[Opening RAW DATA section]

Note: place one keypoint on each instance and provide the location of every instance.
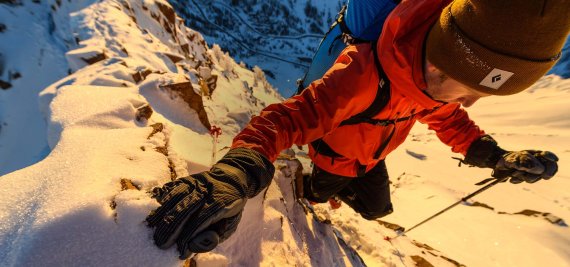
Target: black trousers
(368, 195)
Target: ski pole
(497, 180)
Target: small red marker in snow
(215, 131)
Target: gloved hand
(528, 165)
(202, 210)
(522, 166)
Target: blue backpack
(358, 21)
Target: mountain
(108, 99)
(279, 36)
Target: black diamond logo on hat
(496, 78)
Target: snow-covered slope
(133, 113)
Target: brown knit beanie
(499, 47)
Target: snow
(77, 191)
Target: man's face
(443, 88)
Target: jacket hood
(401, 46)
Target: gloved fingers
(208, 239)
(516, 180)
(167, 200)
(523, 161)
(210, 218)
(171, 222)
(527, 177)
(548, 156)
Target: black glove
(202, 210)
(522, 166)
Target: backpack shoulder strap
(382, 95)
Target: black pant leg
(321, 185)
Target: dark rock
(194, 100)
(15, 75)
(529, 212)
(168, 12)
(392, 226)
(452, 261)
(172, 169)
(186, 49)
(5, 85)
(416, 155)
(174, 58)
(141, 75)
(421, 262)
(10, 2)
(127, 184)
(422, 245)
(479, 204)
(162, 150)
(156, 128)
(144, 112)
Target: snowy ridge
(132, 115)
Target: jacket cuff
(484, 152)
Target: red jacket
(350, 86)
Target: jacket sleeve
(344, 90)
(453, 127)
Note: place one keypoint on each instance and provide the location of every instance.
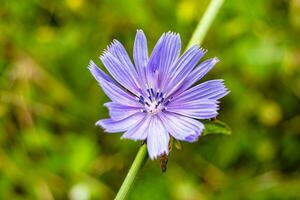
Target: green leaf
(216, 127)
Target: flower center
(154, 102)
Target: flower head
(155, 97)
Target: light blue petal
(140, 54)
(120, 72)
(117, 94)
(183, 67)
(119, 111)
(200, 109)
(140, 131)
(181, 127)
(98, 73)
(213, 89)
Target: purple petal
(140, 54)
(168, 54)
(200, 71)
(98, 73)
(122, 73)
(181, 127)
(111, 126)
(119, 111)
(183, 67)
(139, 132)
(200, 109)
(157, 138)
(213, 89)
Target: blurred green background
(49, 102)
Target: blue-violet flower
(156, 97)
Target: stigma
(154, 101)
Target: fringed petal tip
(154, 157)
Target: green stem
(137, 164)
(205, 22)
(197, 38)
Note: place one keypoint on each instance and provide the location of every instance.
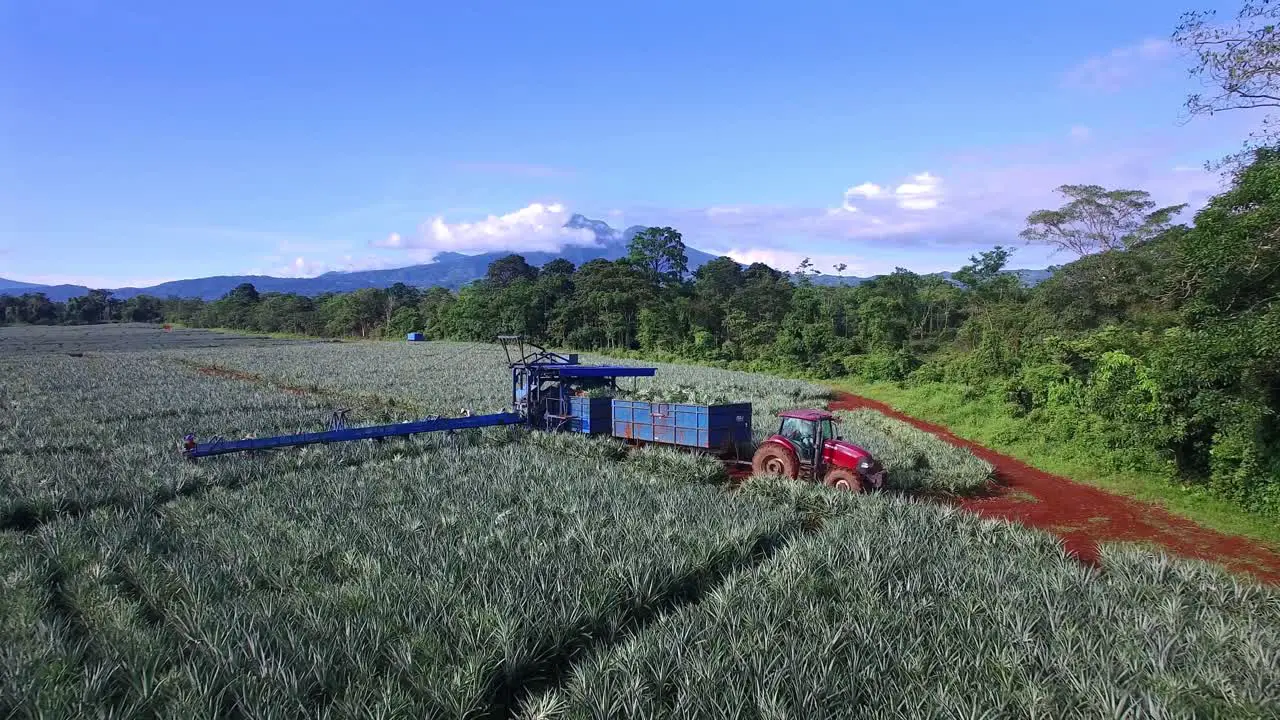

[Closing RAW DATA section]

■ TASK OBJECTIVE ■
Go through the entries above and print each one exactly, minus the pictures.

■ WRITTEN SOLUTION ■
Note: place one keypoint on each instance and provide the location of every instance.
Target: black trousers
(368, 195)
Target: ski pole
(497, 180)
Target: small red marker in snow
(215, 131)
Target: gloved hand
(528, 165)
(202, 210)
(522, 166)
Target: blue backpack
(358, 21)
Target: mountain
(108, 99)
(279, 36)
Target: black diamond logo on hat
(496, 78)
Target: snow-covered slope
(133, 113)
Target: brown knit beanie
(499, 47)
Target: snow
(77, 191)
Target: man's face
(443, 88)
Target: jacket hood
(401, 46)
Target: gloved fingers
(208, 239)
(516, 180)
(167, 200)
(523, 161)
(210, 218)
(171, 222)
(527, 177)
(548, 156)
Target: black glove
(202, 210)
(522, 166)
Target: backpack shoulder strap
(382, 95)
Target: black pant leg
(321, 185)
Target: dark rock
(194, 100)
(15, 75)
(529, 212)
(168, 12)
(392, 226)
(452, 261)
(172, 169)
(186, 49)
(5, 85)
(416, 155)
(174, 58)
(141, 75)
(421, 262)
(10, 2)
(127, 184)
(422, 245)
(479, 204)
(162, 150)
(156, 128)
(144, 112)
Target: snowy ridge
(132, 115)
Target: jacket cuff
(484, 152)
Target: red jacket
(350, 86)
Target: jacket sleeve
(344, 90)
(453, 127)
Note: place one keypoint on each instance and provide the location of every instance.
Target: green leaf
(216, 127)
Target: flower center
(154, 102)
Target: flower head
(155, 97)
Target: light blue petal
(140, 54)
(120, 72)
(117, 94)
(183, 67)
(119, 111)
(200, 109)
(140, 131)
(181, 127)
(98, 73)
(213, 89)
Target: purple petal
(140, 54)
(168, 54)
(200, 71)
(98, 73)
(122, 73)
(181, 127)
(111, 126)
(119, 111)
(183, 67)
(139, 132)
(200, 109)
(157, 138)
(213, 89)
Target: blurred green background
(49, 102)
Target: blue-violet flower
(156, 97)
Target: stigma
(154, 101)
Target: fringed petal tip
(154, 157)
Target: green stem
(137, 164)
(205, 22)
(197, 38)
Note: place one keypoint on each instance and provide the location of every instance.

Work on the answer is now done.